> Source extract:
------------------------------
Skip to content

Refactor read_ldata() and update docs #172

Open
jonasschlegel wants to merge 19 commits into
mainfrom
read-ldata-restructured
Open

Refactor read_ldata() and update docs #172
jonasschlegel wants to merge 19 commits into
mainfrom
read-ldata-restructured

Conversation

@jonasschlegel
Copy link
Copy Markdown
Collaborator

Refactor read_ldata to drop ChannelId from its public API, add
per-detector slicing on event tiers (:jlevt, :jlskm, :jlpmt),
and introduce a cross-tier filter via the filtertier kwarg.
LegendHDF5IO extension docs are updated to match.

Changes

  1. DetectorId throughout. read_ldata accepts DetectorIdLike only.
    Channel helpers (_get_channelid, _get_detectorid,
    _is_valid_id_or_tier) and the channel-consistency check in the
    partition method are removed.
  2. Tier classification. _evt_tiers = [:jlevt, :jlskm, :jlpmt] and
    _perdet_tiers = [:jlpeaks, :jlhit, :jlpls] drive dispatch. raw and
    jldsp use _resolve_perdet_path, which tries tier/<det> (current),
    <det>/tier (legacy), and tier (struct-view) in order.
  3. Per-detector event-tier slicing. With a detector,
    read_ldata(_, l200, (:jlevt, fk, det)) returns a flat-prefixed Table
    (geds_e_cusp_ctc_cal, geds_trig_e_cusp_ctc_cal,
    aux_pulser_aux_trig, ged_spm_is_valid_lar, …). The name-map is
    built dynamically by walking the HDF5 group; per-trigger and
    per-det-list VoVs are distinguished by their inner-length signature
    and unwrapped at the detector's per-event slot.
  4. Cross-tier filter. A new filtertier kwarg lets a per-detector
    raw/jldsp read be filtered by an event-tier predicate (slicing via
    the per-det *_dataidx column, 1-based for raw and jldsp) or by a
    sibling per-trigger-tier predicate (1:1 row alignment per detector).
------------------------------
> Material:
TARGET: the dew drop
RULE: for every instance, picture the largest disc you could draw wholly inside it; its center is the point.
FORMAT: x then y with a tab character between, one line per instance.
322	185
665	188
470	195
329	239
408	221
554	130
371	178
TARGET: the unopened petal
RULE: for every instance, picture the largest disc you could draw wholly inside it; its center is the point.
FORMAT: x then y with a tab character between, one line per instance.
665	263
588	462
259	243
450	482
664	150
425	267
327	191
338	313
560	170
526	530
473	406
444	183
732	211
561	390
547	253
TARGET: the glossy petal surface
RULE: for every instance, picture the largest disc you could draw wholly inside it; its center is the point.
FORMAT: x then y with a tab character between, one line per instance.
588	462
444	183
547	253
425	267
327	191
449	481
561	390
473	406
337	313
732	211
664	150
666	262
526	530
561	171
------------------------------
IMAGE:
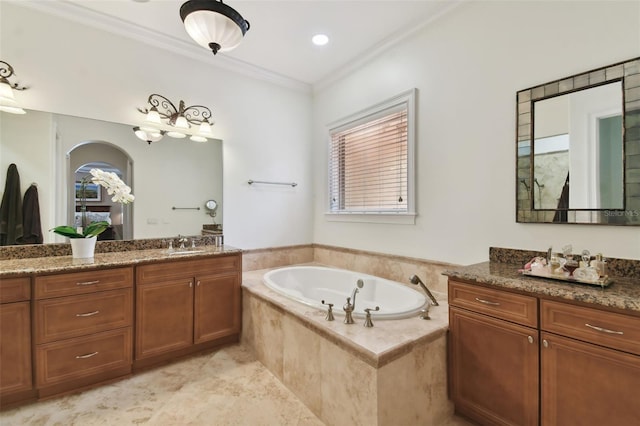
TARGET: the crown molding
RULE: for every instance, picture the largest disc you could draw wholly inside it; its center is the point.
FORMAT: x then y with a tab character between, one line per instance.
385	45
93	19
------------------------------
> Job: Continue the read_ldata() refactor pull request description from the end of its fourth listed change.

> Response to the exercise:
    Works for phy and cal.
  5. Sub-group descent. subgroup=:dataQC for
    tier/<det>/group-style layouts (e.g. jlhit).
  6. Missing-tolerant filter. Rows where filterby returns missing
    are dropped (same semantics as false).

What now works

# Per-detector event-tier read with a trigger-energy cut
read_ldata(@pf((; $geds_e_cusp_ctc_cal, $geds_t50)), l200, (:jlevt, fk, det);
           filterby = @pf $geds_is_valid_qc && $geds_trig_e_cusp_ctc_cal > 1500u"keV")

# Cross-subgroup QC filter (geds + ged_spm + !aux_muonveto + !aux_pulser)
read_ldata((:geds_e_cusp_ctc_cal,), l200, (:jlevt, fk, det);
           filterby = @pf $geds_is_valid_qc && $ged_spm_is_valid_lar &&
                          !$aux_muonveto_aux_trig && !$aux_pulser_aux_trig)

# Raw waveforms of phy events that pass an event-level QC + energy cut
read_ldata(@pf((; $waveform_presummed)), l200, (:raw, fk_phy, det);
           filterby   = @pf $geds_is_valid_qc && $geds_trig_e_cusp_ctc_cal > 1500u"keV",
           filtertier = :jlevt)

# Cal raw waveforms with a dsp-energy cut (no jlevt for cal)
read_ldata((:waveform_presummed,), l200, (:raw, fk_cal, det);
           filterby   = @pf $e_cusp > 1000,
           filtertier = :jldsp)

Backward-compat note

read_ldata(l200, :jlevt, fk) (no detector) still returns the native
nested LH5 view (evt.aux.pulser.aux_trig). Filters there use dot syntax
(@pf $geds.is_valid_qc == true); flat-prefix names exist only on the
per-detector side.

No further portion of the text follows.